▶ _TASK PROMPT_
Word for word, restate all of the records.

▶ _ENTRIES SHOWN_
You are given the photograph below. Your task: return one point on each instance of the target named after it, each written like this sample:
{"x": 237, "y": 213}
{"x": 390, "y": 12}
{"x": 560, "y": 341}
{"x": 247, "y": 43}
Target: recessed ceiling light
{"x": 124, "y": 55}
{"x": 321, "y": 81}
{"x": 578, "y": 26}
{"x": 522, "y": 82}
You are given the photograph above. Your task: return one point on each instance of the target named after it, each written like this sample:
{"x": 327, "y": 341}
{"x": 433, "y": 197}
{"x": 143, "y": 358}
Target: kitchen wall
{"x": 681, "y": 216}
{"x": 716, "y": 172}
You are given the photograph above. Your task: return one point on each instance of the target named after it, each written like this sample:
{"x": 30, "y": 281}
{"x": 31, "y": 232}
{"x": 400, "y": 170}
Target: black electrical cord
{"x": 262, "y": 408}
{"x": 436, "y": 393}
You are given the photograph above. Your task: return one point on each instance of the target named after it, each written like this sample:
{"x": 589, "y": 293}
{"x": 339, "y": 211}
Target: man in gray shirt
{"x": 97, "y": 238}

▶ _ANSWER SECTION_
You are given the photograph below. Your task: return one point on each instance of the target named after it, each written like this sample:
{"x": 237, "y": 213}
{"x": 390, "y": 12}
{"x": 560, "y": 341}
{"x": 247, "y": 43}
Target: recessed ceiling light
{"x": 124, "y": 55}
{"x": 321, "y": 81}
{"x": 578, "y": 26}
{"x": 522, "y": 82}
You are given the photograph above. Your task: return one point on each instance of the target named after it, each written like this sample:
{"x": 327, "y": 341}
{"x": 433, "y": 197}
{"x": 143, "y": 358}
Target: kitchen wall
{"x": 681, "y": 216}
{"x": 716, "y": 172}
You are given the photograph above. Your task: return one point on each instance of the target named after it, each written like this sample:
{"x": 30, "y": 281}
{"x": 31, "y": 232}
{"x": 400, "y": 170}
Target: black electrical cord
{"x": 262, "y": 408}
{"x": 436, "y": 393}
You are given the photograph above. Your task: return one point on each instance of the target named after it, each written like this sample:
{"x": 589, "y": 293}
{"x": 339, "y": 211}
Target: man in gray shirt
{"x": 97, "y": 238}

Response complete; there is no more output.